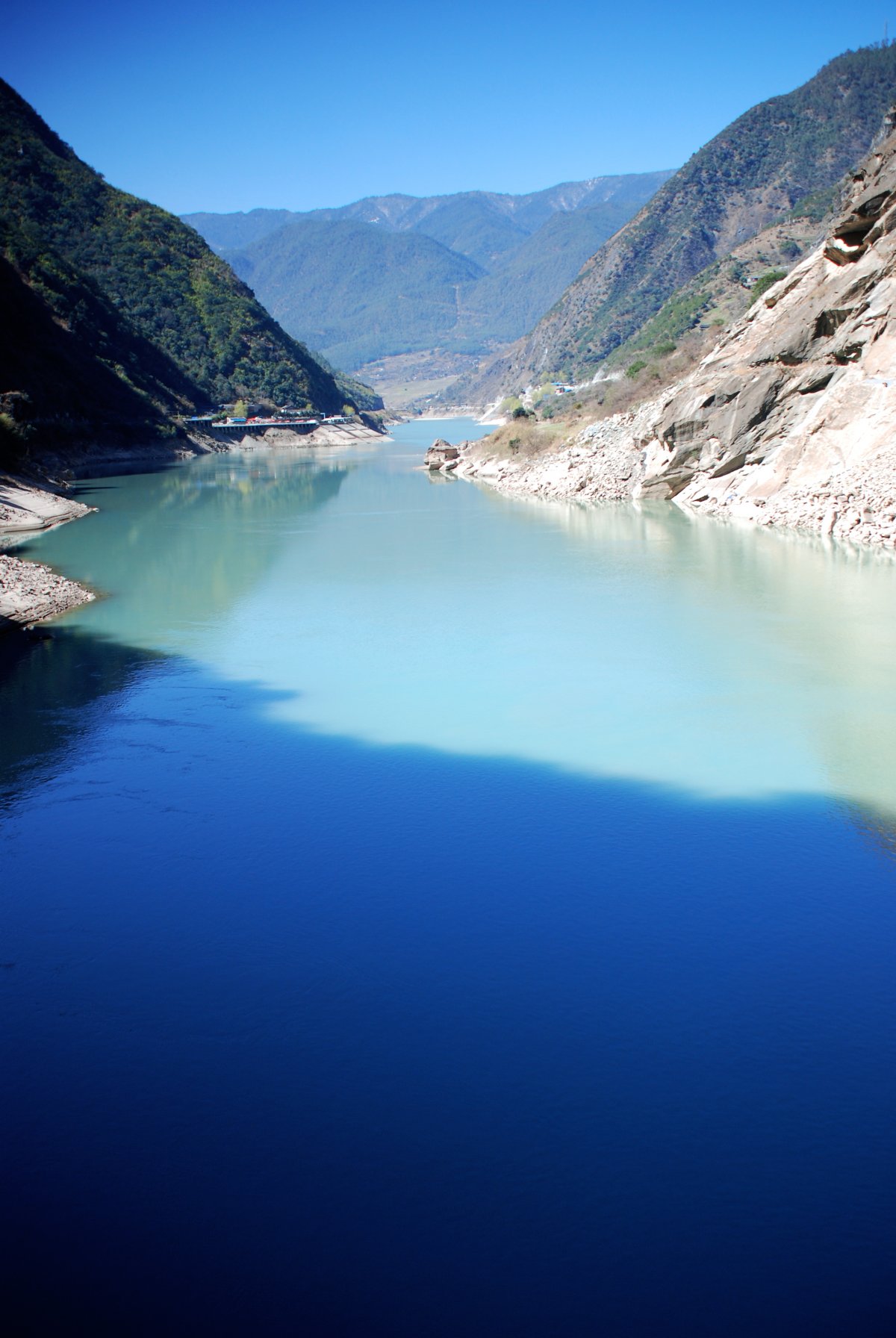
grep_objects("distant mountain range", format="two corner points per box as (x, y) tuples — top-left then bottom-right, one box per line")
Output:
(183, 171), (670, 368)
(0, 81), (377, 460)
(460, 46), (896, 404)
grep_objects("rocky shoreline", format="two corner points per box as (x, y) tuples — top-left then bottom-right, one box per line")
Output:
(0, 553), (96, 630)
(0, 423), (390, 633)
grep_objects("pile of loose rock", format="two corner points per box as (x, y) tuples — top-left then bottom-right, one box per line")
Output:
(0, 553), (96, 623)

| TASK INSTRUCTIONS |
Write out the lines above as a numbered list, skipping any blank lines. Leave the picture out of your answer.

| SOLUTION TO THE EXERCISE |
1. grep_objects("distant mountain range", format="two corner points per box as (x, y) tuples — top-left then bottom-right, one box per line")
2. Output:
3. (183, 171), (670, 368)
4. (0, 81), (377, 460)
5. (460, 46), (896, 404)
6. grep_objects("rocky shoreline", format="two corner points per box as (x, y) tuples — top-left then bottom-right, one box per line")
7. Output:
8. (0, 553), (96, 630)
9. (0, 423), (390, 633)
10. grep_objects("pile of loose rock", format="two corner points per box as (x, y) tuples — top-left then bottom-right, one box per line")
11. Output:
12. (0, 553), (96, 623)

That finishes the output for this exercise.